=== About this exercise ===
Continue the account of the writer's father's death from where it stops.

=== Excerpted text ===
==============================

For my dad

My dad died last week.

I have been trying to write this for days and every time I open a blank page I close it again. So I am just going to write it.

Six months of bladder cancer. Six months of doctors giving hope and then taking it back. Maybe the operation is possible, maybe it is not. Maybe this hospital has a solution, maybe it does not. You ride the wave up and down enough times and you stop knowing what to feel. You get good at nodding.

Then my brother called and said dad was getting worse and I should come home.


I walked in and I could not believe what I was looking at. He was in his bed, weak, barely any blood left in him. He looked like someone had already started the process of saying goodbye without telling the rest of us.

The doctors talked him into going to the hospital. My dad is stubborn in the way only Italian men of a certain age can be stubborn, so this was already a small miracle. We called a private ambulance and off we went.

If you have never been in the emergency room at Ospedale del Mare in Naples, I envy you. Picture Dante's Inferno, but with fluorescent lighting and the faint smell of disinfectant that does not quite cover everything else. Sick people lined up in beds, most of them left to wait. Doctors who seemed genuinely put out by the existence of patients. Every so often you would hear someone screaming, not in pain, but in pure exasperation after sitting in that waiting room for twelve hours or more with no update and no end in sight. In the two days we were there, I watched security get into at least two actual physical fights with people who had simply had enough. The kind of place where you understand very quickly that if you want someone to notice your dad, you have to stand next to him and refuse to become invisible.

So that is what we did. Me, my brother, and my mum. Two days and two nights. One of those nights I spent standing because the hospital did not have enough chairs. Not a metaphor. Literally no chairs.

Standing vigil at the hospital

On the morning of the second day, my dad went into a coma. My brother was the one with him. If he had not been there, the doctors would not have noticed. That is not a dramatic exaggeration. That is what happened.

My dad was moved to a code red room. We stood outside and thought that was it.

It was not it.

They came out and told us he had stabilised. Then they told us we had a choice: leave him there to die, or bring him home.

My brother walked into that room and asked my dad, directly, what he wanted.

My dad said he wanted to go home.


The ambulance on the way back turned out to be run by people who were, to put it plainly, bad. They kept asking for more money at every turn. At some point we realised they had stolen my dad's wallet.

==============================

=== Provided information ===
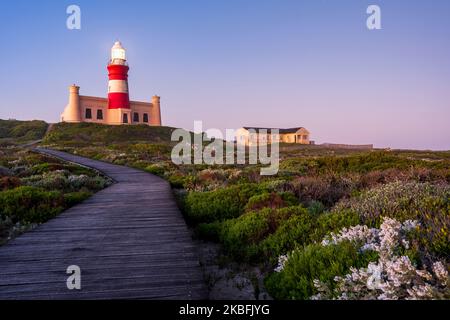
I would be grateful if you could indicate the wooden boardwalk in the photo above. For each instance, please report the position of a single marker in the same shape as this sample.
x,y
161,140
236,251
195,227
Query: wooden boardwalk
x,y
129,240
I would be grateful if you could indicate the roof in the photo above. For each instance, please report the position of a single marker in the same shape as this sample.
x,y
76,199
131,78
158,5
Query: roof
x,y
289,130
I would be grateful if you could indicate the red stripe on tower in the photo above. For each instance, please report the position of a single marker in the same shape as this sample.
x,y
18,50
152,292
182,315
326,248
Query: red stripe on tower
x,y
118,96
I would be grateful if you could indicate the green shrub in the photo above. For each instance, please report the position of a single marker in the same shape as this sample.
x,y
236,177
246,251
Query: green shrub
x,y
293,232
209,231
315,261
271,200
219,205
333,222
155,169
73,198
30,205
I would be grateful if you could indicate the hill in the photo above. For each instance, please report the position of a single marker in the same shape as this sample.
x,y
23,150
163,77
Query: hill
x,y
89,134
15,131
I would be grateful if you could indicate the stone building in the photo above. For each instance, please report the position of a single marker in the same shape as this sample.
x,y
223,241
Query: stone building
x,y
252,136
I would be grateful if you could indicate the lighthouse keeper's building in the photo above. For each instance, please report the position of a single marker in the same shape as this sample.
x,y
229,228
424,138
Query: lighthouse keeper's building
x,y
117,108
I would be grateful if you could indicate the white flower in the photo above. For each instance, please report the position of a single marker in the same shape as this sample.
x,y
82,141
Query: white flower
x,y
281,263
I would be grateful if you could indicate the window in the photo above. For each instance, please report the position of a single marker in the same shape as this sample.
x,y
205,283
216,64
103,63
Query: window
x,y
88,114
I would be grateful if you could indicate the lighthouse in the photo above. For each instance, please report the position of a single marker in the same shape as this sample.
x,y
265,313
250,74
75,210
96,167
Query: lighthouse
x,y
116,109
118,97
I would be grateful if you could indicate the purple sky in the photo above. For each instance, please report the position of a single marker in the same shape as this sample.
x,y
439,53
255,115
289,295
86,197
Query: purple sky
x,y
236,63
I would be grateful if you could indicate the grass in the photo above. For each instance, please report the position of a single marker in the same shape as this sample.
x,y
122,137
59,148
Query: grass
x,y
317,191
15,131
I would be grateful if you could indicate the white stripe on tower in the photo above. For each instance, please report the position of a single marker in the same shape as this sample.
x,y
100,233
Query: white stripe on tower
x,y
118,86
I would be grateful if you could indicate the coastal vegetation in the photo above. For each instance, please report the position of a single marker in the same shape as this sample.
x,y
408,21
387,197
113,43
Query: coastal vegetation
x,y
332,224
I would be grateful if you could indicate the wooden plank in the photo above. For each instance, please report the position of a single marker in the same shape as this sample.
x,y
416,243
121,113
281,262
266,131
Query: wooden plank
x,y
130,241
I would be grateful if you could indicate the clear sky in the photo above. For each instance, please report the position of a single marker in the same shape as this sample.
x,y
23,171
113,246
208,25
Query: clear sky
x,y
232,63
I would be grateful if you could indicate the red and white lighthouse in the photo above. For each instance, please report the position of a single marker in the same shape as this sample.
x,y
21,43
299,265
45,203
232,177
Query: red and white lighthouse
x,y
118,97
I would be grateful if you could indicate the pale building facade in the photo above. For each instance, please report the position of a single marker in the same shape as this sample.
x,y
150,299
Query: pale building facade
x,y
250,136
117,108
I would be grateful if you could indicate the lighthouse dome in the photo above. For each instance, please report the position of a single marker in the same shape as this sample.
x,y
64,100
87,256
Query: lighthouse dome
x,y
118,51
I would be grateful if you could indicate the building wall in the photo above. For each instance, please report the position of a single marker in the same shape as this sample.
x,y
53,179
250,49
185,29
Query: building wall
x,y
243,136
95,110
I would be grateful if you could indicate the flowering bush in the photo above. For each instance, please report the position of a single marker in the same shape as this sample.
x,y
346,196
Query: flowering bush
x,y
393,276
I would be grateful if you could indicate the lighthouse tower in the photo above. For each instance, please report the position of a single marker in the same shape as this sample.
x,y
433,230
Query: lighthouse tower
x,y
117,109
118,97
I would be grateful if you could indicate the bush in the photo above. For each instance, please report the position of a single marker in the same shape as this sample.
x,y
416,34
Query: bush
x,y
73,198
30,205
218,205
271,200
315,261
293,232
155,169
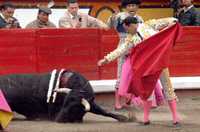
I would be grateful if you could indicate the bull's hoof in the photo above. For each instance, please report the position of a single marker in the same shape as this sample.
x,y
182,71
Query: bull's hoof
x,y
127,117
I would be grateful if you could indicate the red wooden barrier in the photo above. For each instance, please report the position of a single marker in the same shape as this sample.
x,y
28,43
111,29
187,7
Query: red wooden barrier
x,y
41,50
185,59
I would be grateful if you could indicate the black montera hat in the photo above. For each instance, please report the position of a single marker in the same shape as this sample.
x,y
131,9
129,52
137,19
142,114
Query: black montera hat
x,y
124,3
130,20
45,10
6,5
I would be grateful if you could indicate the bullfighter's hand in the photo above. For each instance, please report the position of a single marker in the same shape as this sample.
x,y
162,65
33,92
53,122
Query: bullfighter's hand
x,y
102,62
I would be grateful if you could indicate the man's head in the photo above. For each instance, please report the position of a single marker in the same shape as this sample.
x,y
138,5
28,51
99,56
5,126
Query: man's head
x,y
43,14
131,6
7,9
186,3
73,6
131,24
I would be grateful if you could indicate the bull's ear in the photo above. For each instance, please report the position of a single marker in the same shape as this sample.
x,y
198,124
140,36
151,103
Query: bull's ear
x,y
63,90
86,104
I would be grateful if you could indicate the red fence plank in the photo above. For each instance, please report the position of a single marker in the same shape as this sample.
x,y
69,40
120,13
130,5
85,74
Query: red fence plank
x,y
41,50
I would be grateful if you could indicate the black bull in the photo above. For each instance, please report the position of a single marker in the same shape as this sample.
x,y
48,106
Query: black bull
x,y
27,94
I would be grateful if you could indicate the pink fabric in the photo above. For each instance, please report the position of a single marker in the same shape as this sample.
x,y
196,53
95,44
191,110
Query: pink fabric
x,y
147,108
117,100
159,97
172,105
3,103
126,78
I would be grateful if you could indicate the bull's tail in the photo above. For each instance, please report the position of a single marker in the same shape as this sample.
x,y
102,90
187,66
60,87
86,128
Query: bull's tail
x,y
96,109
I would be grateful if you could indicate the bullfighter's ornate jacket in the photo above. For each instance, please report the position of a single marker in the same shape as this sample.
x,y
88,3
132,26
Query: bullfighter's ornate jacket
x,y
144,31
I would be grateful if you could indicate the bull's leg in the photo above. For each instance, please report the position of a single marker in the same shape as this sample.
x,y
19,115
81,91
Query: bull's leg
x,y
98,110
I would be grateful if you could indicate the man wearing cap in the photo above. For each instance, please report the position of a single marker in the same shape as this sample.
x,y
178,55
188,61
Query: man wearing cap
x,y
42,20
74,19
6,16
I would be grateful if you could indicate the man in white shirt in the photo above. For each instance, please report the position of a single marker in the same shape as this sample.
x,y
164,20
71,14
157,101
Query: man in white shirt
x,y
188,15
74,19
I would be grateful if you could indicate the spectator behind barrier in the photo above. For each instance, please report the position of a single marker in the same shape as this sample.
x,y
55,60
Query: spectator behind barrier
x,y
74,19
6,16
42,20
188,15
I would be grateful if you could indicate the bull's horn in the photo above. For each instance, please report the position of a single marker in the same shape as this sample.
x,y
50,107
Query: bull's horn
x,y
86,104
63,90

==============================

=== Output of the task ===
We stayed strong. There was no other option.

My brother and his wife took over from there. The hospital sent us home with nothing. No care plan, no guidance, no "here is what you do next". Just a man in a critical state and a front door. So they figured it out themselves. They learned how to do IVs. They learned basic nursing. They turned our home into something that worked.

And then something strange happened.

My dad got a little better.

Not well. Not cured. But better in a way that none of the doctors had predicted. He talked to us. He laughed a few times. We had two more weeks with him that we were not supposed to have, and every one of those moments is now something I will carry for the rest of my life.

It was worth every sleepless night. Every argument with a doctor who could not be bothered. Every moment of fear that the small improvement was just another false hope about to be taken away again.

He died at home, in his own bed, surrounded by his family.


My brother is the reason any of that happened. He asked the hard questions. He made the hard calls. He learned things he should never have had to learn. I do not have words big enough for what he did, so I will just say: hero is not too strong a word.

As for the broader lesson, I have one, and it is simple.

Do not get sick. And if you must get sick, do not end up at Ospedale del Mare in Naples, where the institutions will meet your worst moment with rudeness and indifference and send you home with nothing.

We did the rest ourselves.

We always do.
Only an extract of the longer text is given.